**Problem requirements:**
Starting at the line that contains "Exercise. Tag the brand" and ending at the line that contains "x=730, y=1096", render that stretch of the listing below as a numbered list, leaving out any blank lines.

**Task material:**
○ ○ ○ ○

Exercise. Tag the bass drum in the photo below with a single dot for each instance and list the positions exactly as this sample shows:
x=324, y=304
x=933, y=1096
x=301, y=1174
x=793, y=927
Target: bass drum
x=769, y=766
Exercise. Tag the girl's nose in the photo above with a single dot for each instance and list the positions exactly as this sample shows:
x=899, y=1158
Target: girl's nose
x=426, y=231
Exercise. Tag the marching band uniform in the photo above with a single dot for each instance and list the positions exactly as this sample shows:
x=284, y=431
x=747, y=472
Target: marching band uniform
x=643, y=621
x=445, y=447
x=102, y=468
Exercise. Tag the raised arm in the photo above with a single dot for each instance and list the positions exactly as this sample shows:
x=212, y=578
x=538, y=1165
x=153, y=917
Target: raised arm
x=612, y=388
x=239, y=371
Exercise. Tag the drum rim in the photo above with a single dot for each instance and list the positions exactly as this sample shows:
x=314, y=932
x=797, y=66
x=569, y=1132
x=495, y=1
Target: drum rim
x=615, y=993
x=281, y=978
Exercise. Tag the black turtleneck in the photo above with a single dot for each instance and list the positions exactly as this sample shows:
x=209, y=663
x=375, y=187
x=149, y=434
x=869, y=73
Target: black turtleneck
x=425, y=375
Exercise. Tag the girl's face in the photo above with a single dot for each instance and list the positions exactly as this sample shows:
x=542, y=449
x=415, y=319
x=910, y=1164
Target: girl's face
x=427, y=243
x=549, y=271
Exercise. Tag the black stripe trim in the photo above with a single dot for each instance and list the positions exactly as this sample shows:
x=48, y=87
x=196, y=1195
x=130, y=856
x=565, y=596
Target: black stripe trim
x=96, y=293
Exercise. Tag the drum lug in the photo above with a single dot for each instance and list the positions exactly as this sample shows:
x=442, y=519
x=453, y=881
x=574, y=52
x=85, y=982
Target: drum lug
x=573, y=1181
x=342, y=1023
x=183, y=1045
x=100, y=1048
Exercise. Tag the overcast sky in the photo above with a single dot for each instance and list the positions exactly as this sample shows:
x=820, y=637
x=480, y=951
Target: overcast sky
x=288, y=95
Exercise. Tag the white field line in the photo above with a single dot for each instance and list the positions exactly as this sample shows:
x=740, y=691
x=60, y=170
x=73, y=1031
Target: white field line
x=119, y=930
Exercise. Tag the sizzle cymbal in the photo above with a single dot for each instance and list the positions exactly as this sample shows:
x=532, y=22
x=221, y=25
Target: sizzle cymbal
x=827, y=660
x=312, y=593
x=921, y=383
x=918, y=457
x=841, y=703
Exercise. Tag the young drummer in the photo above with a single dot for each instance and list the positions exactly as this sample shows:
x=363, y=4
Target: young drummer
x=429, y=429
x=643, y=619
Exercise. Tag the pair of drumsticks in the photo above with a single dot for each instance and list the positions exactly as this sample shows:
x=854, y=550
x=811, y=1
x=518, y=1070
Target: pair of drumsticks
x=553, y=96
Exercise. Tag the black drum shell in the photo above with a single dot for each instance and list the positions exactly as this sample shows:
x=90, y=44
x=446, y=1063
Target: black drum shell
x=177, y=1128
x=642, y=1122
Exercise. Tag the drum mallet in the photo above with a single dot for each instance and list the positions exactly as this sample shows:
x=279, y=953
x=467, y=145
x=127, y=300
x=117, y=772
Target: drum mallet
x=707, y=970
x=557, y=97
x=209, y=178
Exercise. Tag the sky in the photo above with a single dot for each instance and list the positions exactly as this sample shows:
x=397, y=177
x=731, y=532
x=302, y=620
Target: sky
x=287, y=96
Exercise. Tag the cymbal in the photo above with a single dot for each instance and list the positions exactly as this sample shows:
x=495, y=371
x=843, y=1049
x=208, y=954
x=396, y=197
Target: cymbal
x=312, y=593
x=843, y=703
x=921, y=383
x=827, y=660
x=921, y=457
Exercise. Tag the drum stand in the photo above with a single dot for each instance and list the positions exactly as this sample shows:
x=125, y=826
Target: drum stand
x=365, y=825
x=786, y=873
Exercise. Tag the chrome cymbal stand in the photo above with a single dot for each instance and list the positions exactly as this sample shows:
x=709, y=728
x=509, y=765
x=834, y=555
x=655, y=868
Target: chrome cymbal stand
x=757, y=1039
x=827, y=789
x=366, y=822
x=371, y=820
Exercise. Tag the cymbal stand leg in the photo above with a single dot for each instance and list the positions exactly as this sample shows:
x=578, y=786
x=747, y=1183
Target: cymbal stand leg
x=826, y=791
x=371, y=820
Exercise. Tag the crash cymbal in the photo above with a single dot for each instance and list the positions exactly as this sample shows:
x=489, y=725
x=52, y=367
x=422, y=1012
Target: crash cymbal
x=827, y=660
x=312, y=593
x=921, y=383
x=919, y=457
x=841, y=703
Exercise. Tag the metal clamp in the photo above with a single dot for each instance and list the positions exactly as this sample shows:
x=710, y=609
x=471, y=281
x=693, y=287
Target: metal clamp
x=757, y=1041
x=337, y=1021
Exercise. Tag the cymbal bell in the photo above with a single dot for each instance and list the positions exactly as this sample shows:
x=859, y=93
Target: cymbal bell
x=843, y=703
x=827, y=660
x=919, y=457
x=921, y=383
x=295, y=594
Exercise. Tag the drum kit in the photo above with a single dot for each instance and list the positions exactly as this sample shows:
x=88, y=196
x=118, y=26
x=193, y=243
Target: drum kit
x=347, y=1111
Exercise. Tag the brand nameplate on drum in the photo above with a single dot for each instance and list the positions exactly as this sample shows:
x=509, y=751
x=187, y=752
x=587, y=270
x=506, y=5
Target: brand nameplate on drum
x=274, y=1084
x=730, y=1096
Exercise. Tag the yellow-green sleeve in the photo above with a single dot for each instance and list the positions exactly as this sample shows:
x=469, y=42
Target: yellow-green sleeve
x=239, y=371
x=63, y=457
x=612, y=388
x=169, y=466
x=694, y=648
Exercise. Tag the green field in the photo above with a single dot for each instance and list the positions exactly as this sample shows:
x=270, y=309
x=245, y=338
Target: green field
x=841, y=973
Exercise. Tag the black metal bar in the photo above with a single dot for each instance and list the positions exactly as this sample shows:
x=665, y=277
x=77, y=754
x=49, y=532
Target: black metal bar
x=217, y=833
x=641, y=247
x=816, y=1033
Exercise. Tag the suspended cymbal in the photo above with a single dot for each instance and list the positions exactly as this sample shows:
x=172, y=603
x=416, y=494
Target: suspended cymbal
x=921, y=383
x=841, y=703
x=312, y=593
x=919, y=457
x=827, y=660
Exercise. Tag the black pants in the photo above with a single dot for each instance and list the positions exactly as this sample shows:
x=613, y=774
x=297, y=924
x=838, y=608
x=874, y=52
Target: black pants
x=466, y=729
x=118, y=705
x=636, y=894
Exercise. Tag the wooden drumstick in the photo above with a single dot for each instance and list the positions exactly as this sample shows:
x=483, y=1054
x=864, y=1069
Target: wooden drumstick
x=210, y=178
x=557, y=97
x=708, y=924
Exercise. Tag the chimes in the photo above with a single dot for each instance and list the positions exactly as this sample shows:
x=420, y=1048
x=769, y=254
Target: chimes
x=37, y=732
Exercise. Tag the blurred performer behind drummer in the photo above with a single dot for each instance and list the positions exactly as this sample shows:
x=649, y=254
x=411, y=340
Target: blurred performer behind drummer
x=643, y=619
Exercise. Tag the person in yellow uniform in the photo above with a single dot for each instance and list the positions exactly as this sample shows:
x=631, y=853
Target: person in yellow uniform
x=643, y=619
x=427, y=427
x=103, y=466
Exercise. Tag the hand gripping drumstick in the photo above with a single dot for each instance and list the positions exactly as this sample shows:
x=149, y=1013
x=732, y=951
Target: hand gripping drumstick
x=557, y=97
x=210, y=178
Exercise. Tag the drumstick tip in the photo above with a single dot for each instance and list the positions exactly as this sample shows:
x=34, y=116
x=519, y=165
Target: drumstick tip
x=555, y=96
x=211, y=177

○ ○ ○ ○

**Output of the exercise:**
1. Exercise. Tag the brand nameplate on drum in the photo above with a single dot for each instance and list the positions exactly as this sample shows:
2. x=509, y=751
3. x=187, y=752
4. x=587, y=270
5. x=506, y=5
6. Target: brand nameplate on drum
7. x=274, y=1084
8. x=730, y=1096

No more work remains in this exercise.